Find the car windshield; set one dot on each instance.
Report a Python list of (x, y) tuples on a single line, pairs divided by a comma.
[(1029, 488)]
--------------------------------------------------
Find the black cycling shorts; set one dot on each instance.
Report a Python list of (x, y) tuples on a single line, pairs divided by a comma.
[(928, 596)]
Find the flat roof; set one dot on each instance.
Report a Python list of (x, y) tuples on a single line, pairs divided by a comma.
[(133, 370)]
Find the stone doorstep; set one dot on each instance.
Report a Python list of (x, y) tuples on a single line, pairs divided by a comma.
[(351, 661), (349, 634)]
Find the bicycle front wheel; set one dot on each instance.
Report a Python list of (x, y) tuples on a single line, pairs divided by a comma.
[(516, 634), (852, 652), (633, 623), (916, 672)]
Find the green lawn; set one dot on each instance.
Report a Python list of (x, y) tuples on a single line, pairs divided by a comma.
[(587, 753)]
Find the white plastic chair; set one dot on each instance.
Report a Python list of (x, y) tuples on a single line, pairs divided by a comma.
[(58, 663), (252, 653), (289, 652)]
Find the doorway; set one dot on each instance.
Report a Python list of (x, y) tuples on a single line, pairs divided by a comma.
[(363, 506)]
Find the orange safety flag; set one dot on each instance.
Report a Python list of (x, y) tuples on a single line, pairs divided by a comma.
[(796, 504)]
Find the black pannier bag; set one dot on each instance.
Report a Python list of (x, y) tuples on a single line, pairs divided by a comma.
--------------------------------------------------
* [Task objective]:
Render the lines of the records above as a JSON list of strings, one string per line, starting with the line that contains "Find the car" and ending with the line that contains "[(1029, 488)]", both included. Leave out any blank lines.

* [Problem solution]:
[
  "Find the car windshield; set one dot on each instance.",
  "Report a Python list of (x, y) tuples on a single line, pairs divided by a comma.",
  "[(1029, 488)]"
]